Compito scritto 1:
Riscrivi i record a partire dalla riga che contiene "In this exercise you will indicate the crouching" fino alla fine dei record, sostituendo "ski boot" con "snow boot" e lasciando tutto il resto invariato.

Ordinanza di Cassazione Civile Sez. L Num. 10018 Anno 2024
Civile Ord. Sez. L Num. 10018 Anno 2024
Presidente: COGNOME NOME
Relatore: COGNOME NOME
Data pubblicazione: 12/04/2024
ORDINANZA
sul ricorso 7999-2023 proposto da:
RAGIONE_SOCIALE, in persona del legale rappresentante pro tempore, elettivamente domiciliata in ROMA, INDIRIZZO, presso lo studio degli avvocati NOME COGNOME, NOME COGNOME, che la rappresentano e difendono;
– ricorrente –
contro
RAGIONE_SOCIALE, elettivamente domiciliato in INDIRIZZO INDIRIZZO, presso lo studio dell’AVV_NOTAIO, che lo rappresenta e difende;
– controricorrente –
avverso la sentenza n. 5181/2022 della CORTE D’APPELLO di ROMA, depositata il 02/01/2023 R.G.N. 1916/2021;
R.G.N. NUMERO_DOCUMENTO
COGNOME.
Rep.
Ud. 26/03/2024
CC
udita la relazione della causa svolta nella camera di consiglio del 26/03/2024 dal AVV_NOTAIO COGNOME.
RILEVATO CHE
Con la sentenza indicata in epigrafe, la Corte d’Appello di Roma, confermando la pronuncia del giudice di prime cure, ha (parzialmente) accolto la domanda di COGNOME NOME diretta all’accertamento, nei confronti della RAGIONE_SOCIALE RAGIONE_SOCIALE, della sussistenza di un rapporto lavorativo, di natura subordinata, dall’ottobre 2001 al luglio 2014, con orario di lavoro pieno, qualifica VI livello di cui al CCNL RAGIONE_SOCIALE Impianti sportivi e mansioni di magazziniere, con conseguente condanna al pagamento delle differenze retributive.
La Corte distrettuale ha ritenuto che il quadro probatorio acquisito avesse dimostrato la maggiore ampiezza del rapporto di lavoro intercorso tra le parti e regolarizzato solamente nel settembre 2002 con orario part time.
Avverso l’anzidetta sentenza la RAGIONE_SOCIALE ha proposto ricorso per cassazione sulla base di tre motivi. Il lavoratore resiste con controricorso. Entrambe le parti hanno depositato memoria.
Al termine della camera di consiglio, il Collegio si è riservato il deposito dell’ordinanza nei successivi sessanta giorni.

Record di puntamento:
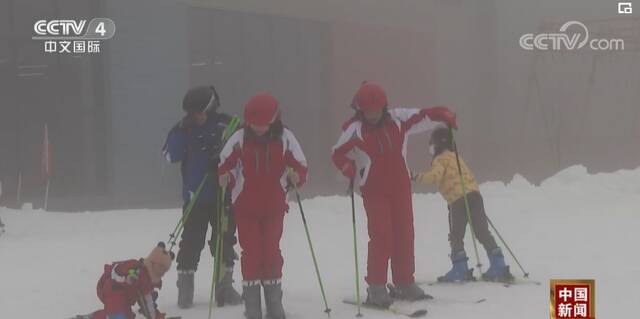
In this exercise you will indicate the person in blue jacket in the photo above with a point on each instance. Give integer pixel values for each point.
(195, 142)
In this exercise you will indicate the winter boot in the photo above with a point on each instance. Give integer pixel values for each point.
(460, 270)
(273, 299)
(252, 300)
(185, 288)
(225, 293)
(409, 292)
(377, 295)
(498, 270)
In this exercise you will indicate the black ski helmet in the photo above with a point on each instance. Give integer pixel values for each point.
(201, 99)
(441, 140)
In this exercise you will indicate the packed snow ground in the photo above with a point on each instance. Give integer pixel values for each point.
(574, 225)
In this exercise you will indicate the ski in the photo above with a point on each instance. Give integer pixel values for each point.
(393, 292)
(427, 297)
(516, 282)
(400, 308)
(89, 316)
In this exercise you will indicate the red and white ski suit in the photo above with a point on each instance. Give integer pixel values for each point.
(258, 170)
(118, 295)
(379, 154)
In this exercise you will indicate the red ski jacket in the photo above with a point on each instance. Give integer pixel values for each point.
(259, 170)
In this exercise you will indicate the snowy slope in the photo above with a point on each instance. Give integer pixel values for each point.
(574, 225)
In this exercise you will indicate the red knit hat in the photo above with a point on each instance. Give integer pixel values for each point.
(261, 109)
(158, 262)
(369, 97)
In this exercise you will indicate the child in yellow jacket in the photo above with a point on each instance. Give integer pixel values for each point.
(444, 173)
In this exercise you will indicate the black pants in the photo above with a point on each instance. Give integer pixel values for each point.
(194, 234)
(458, 223)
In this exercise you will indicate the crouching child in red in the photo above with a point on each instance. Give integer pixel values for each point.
(125, 283)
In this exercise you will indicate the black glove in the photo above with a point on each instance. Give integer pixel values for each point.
(187, 122)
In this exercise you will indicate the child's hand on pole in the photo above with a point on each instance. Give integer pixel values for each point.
(293, 177)
(224, 179)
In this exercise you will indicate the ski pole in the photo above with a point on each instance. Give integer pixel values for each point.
(466, 201)
(218, 248)
(221, 226)
(187, 212)
(355, 248)
(525, 274)
(230, 129)
(144, 307)
(313, 254)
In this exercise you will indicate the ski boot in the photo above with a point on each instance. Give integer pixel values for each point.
(408, 292)
(252, 300)
(460, 271)
(378, 296)
(498, 270)
(273, 299)
(185, 288)
(225, 293)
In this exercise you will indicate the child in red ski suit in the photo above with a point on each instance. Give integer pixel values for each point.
(259, 162)
(125, 283)
(373, 145)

Compito scritto 2:
Trascrivi fedelmente il passo dell'ordinanza che comincia con le parole "La Corte distrettuale" e si chiude con le parole "successivi sessanta giorni.".

Soluzione 1:
In this exercise you will indicate the crouching child in red in the photo above with a point on each instance. Give integer pixel values for each point.
(125, 283)
In this exercise you will indicate the black glove in the photo above with a point on each instance. Give integer pixel values for each point.
(187, 122)
In this exercise you will indicate the child's hand on pole in the photo above with a point on each instance. Give integer pixel values for each point.
(293, 177)
(224, 179)
In this exercise you will indicate the ski pole in the photo above with a point on each instance. Give integer pixel values for each point.
(466, 201)
(218, 248)
(221, 226)
(187, 212)
(355, 248)
(525, 274)
(230, 129)
(144, 307)
(313, 254)
In this exercise you will indicate the snow boot in the photo above with a point on each instance. Give integer pixel values for each point.
(408, 292)
(252, 300)
(460, 271)
(378, 296)
(498, 270)
(273, 299)
(185, 288)
(225, 293)
In this exercise you will indicate the child in red ski suit in the photo above with a point on each instance. Give integer pixel values for each point.
(259, 162)
(125, 283)
(373, 145)

Soluzione 2:
La Corte distrettuale ha ritenuto che il quadro probatorio acquisito avesse dimostrato la maggiore ampiezza del rapporto di lavoro intercorso tra le parti e regolarizzato solamente nel settembre 2002 con orario part time.
Avverso l’anzidetta sentenza la RAGIONE_SOCIALE ha proposto ricorso per cassazione sulla base di tre motivi. Il lavoratore resiste con controricorso. Entrambe le parti hanno depositato memoria.
Al termine della camera di consiglio, il Collegio si è riservato il deposito dell’ordinanza nei successivi sessanta giorni.